◆ PROVIDED TEXT ◆
•••••
Police in New York investigating the cold case of an unidentified dead child dubbed "Baby Hope" have said that they have identified the girl's mother through an anonymous tip and DNA testing.
The mother is not a suspect in the child's death and police are looking for the little girl's father, police said.
The body of the girl was found inside a cooler in a wooded area near the Henry Hudson Parkway in Manhattan's Washington Heights neighborhood in 1991. Police said that the girl, who was between 3 and 5 years old, had been malnourished and was sexually abused.
"We have been able to identify the mother of Baby Hope," NYPD Commissioner Ray Kelly said today. "A DNA match was made with the mother and the mother is cooperating."
The NYPD began a new push this summer after they reopened the case that has haunted detectives for over two decades. After canvassing Manhattan's Washington Heights neighborhood and distributing fliers, detectives were able to identify the girl's mother.
Kelly would not give the mother's name or age, but confirmed that the baby was born in New York City.
DNA was used to match the woman with the child last week, according to Kelly, after the mother was found after a tip that was sent to investigators.
"We did receive a call to our TIPS hotline that put us in the right direction and ultimately a DNA sample was recovered from the mother," Kelly said. "This was matched to a DNA determination made in 2011 when the body was exhumed."
Sources familiar with the case told ABC News that the posters distributed in the neighborhood jogged the memory of a woman who said she remembered overhearing another woman discussing the case in a Washington Heights laundromat.
•••••
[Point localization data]

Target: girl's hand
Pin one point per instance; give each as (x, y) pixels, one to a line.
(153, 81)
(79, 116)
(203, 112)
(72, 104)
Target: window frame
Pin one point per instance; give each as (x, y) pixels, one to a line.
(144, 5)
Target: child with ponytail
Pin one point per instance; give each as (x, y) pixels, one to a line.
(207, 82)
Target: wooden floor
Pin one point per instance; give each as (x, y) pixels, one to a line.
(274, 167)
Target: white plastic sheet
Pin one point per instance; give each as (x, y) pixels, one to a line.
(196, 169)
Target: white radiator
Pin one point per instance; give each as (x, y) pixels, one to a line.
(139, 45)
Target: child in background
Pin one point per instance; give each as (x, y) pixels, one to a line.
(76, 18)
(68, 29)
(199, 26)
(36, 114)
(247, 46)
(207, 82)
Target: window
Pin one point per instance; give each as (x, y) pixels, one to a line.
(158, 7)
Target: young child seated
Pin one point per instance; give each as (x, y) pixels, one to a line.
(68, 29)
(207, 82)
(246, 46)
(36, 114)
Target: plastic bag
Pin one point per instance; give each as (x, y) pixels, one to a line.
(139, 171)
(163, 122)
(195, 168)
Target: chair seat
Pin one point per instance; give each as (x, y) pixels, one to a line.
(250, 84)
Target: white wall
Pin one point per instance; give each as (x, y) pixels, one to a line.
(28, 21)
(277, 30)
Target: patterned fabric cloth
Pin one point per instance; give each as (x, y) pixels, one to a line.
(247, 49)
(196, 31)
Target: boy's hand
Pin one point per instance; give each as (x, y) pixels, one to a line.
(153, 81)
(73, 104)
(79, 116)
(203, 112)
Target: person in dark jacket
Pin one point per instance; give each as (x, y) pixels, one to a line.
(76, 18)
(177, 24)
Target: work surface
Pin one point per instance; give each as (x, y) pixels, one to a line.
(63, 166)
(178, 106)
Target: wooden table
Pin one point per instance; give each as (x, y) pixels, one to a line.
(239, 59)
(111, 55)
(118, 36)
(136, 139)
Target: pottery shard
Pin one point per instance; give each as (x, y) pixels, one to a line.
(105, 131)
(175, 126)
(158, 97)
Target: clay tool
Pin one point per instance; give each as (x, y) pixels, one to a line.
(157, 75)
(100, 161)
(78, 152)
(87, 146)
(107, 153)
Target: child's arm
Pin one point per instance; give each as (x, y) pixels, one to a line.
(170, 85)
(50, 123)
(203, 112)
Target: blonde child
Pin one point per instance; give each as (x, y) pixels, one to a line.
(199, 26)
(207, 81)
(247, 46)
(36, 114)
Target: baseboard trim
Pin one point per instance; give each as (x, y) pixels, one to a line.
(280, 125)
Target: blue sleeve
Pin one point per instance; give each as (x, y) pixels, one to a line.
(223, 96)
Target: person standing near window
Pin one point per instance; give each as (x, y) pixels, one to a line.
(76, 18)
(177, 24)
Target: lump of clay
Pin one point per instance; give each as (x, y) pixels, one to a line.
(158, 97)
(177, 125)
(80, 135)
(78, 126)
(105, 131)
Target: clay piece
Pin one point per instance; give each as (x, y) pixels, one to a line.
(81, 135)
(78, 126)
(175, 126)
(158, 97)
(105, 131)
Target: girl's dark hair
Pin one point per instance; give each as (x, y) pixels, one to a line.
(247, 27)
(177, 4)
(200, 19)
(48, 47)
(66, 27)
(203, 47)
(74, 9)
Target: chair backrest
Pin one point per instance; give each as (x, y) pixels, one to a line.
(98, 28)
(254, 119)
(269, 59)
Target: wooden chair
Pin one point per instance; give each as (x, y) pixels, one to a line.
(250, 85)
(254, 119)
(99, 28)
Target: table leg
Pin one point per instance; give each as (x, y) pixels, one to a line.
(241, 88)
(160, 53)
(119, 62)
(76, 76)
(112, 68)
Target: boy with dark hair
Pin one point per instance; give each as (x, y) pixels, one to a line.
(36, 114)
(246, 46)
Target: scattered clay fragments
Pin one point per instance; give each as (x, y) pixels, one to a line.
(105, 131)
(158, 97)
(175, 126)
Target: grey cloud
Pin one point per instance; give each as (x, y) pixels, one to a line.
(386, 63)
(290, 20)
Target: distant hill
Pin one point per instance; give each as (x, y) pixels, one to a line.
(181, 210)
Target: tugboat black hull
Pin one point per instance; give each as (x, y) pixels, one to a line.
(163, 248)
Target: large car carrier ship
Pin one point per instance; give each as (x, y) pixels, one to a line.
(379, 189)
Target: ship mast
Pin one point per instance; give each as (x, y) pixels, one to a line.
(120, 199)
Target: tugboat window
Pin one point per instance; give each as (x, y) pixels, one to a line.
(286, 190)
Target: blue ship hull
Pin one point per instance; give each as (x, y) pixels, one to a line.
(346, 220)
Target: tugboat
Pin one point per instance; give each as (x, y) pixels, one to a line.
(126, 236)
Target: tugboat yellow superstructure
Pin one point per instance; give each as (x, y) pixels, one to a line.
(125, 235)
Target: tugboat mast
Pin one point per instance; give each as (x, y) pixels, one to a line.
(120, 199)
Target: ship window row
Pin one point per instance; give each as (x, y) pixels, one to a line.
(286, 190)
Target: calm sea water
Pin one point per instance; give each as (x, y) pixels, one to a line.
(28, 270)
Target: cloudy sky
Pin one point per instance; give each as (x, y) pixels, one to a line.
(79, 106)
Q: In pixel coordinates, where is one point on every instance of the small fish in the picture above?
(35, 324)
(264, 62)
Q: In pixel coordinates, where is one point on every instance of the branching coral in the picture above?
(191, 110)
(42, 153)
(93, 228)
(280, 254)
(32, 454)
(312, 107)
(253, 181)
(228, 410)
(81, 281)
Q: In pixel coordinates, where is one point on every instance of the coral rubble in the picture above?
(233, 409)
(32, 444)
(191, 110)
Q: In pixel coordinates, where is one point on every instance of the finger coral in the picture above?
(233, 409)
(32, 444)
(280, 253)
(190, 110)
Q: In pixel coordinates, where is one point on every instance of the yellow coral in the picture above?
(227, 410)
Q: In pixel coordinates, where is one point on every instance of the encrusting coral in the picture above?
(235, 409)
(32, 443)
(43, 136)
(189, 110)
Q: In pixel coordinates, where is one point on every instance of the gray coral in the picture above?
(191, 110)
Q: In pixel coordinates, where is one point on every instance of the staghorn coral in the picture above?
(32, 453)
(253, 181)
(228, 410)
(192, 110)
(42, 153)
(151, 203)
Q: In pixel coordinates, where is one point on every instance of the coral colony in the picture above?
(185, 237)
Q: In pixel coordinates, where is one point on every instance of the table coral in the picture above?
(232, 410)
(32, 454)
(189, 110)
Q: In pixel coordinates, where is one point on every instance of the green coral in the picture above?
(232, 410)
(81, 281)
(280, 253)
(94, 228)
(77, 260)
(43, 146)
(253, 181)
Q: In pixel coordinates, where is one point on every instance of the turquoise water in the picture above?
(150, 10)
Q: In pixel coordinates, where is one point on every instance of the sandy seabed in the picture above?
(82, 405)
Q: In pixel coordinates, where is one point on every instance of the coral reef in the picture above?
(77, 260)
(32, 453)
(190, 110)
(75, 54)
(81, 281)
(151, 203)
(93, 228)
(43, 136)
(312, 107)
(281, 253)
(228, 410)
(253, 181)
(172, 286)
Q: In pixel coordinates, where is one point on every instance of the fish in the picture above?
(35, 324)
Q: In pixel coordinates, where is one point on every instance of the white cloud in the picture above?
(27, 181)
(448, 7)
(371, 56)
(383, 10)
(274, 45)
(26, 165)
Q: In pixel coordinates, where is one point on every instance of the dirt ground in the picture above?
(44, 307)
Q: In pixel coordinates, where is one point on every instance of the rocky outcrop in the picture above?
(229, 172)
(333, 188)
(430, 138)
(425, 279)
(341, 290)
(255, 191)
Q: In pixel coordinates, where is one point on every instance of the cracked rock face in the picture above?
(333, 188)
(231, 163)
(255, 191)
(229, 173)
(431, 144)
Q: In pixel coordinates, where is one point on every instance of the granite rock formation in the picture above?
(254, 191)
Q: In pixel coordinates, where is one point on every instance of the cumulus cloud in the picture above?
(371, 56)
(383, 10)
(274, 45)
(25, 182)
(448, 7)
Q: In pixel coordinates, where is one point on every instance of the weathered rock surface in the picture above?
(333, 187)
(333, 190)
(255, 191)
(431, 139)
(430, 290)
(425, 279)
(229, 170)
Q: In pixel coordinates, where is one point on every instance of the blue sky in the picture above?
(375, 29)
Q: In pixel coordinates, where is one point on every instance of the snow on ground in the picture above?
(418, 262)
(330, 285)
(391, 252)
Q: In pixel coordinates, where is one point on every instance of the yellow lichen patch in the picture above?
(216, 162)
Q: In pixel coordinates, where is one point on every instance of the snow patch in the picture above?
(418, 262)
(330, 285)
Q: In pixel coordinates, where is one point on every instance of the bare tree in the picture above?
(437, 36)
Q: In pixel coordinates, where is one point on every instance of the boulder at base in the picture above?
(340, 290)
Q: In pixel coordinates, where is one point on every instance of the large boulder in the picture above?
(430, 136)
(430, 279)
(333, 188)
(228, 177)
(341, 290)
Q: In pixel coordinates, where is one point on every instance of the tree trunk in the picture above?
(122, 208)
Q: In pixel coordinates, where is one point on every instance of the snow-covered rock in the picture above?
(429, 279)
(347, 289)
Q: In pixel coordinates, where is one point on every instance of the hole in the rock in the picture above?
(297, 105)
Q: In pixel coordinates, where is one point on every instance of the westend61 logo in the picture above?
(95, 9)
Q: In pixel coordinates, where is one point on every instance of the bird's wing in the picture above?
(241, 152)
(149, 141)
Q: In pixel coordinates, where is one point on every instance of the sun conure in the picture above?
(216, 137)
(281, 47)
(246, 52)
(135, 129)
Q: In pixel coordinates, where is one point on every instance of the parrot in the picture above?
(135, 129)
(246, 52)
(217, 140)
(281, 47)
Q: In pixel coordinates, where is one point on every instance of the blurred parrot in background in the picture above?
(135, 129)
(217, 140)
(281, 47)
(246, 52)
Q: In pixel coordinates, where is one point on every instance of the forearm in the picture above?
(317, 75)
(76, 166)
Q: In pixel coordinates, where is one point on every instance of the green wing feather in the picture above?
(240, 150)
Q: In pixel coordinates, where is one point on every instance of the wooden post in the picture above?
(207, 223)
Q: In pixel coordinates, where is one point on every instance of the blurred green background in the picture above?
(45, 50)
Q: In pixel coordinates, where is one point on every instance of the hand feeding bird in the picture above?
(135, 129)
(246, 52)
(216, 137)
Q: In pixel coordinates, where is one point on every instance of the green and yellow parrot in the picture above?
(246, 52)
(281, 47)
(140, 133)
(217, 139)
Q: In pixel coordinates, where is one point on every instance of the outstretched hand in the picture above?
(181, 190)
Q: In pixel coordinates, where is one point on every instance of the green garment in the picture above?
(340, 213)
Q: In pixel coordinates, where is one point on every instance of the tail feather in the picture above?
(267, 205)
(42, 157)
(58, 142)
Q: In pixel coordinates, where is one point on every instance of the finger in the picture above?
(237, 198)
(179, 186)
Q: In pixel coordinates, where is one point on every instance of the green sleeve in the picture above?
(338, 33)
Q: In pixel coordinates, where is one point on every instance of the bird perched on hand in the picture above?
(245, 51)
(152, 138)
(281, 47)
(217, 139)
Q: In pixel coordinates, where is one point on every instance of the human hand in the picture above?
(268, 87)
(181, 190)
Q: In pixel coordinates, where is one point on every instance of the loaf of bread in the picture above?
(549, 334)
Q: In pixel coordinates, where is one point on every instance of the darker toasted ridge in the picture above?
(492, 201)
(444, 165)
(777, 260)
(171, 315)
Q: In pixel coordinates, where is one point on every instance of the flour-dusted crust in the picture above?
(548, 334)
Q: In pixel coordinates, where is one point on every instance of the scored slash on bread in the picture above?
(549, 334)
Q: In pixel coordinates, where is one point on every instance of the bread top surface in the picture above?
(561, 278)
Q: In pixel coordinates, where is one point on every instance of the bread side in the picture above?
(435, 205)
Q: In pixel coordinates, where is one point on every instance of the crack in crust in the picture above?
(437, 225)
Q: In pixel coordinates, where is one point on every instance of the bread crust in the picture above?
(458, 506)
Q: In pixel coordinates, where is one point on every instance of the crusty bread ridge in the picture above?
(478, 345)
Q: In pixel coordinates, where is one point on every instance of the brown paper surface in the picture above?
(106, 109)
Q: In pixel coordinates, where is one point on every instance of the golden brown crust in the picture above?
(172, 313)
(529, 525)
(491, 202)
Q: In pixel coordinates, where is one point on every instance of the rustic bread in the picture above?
•••••
◆ PROBLEM SET ◆
a. According to the Baby Hope article, where was the girl's body found in 1991?
b. Please resume the Baby Hope article after its last sentence.

◆ ANSWERS TO THE PROBLEMS ◆
a. Inside a cooler in a wooded area near the Henry Hudson Parkway in Manhattan's Washington Heights neighborhood.

b.
The tipster told detectives that the woman knew about the case and spoke like she was the dead girl's mother.
Detectives spoke to the Washington Heights woman, and after several weeks of emotional interviews, she admitted that she always suspected her missing daughter was the dead girl. She told police that her husband disappeared with her two daughters in 1991, and that she never told the police because she feared his wrath.
She told police that her older daughter returned home about eight years later, but never told her mother what happened to her sibling.
Detectives are now looking for the father, who is considered a person of interest in Baby Hope's death. He has not been seen since he ran off with the two daughters.
The mother provided a DNA sample, and it linked her to the "Baby Hope" remains. She is not considered a suspect in the death.
There are still no official suspects in the case, according to McCarthy. The case is still being investigated as a homicide.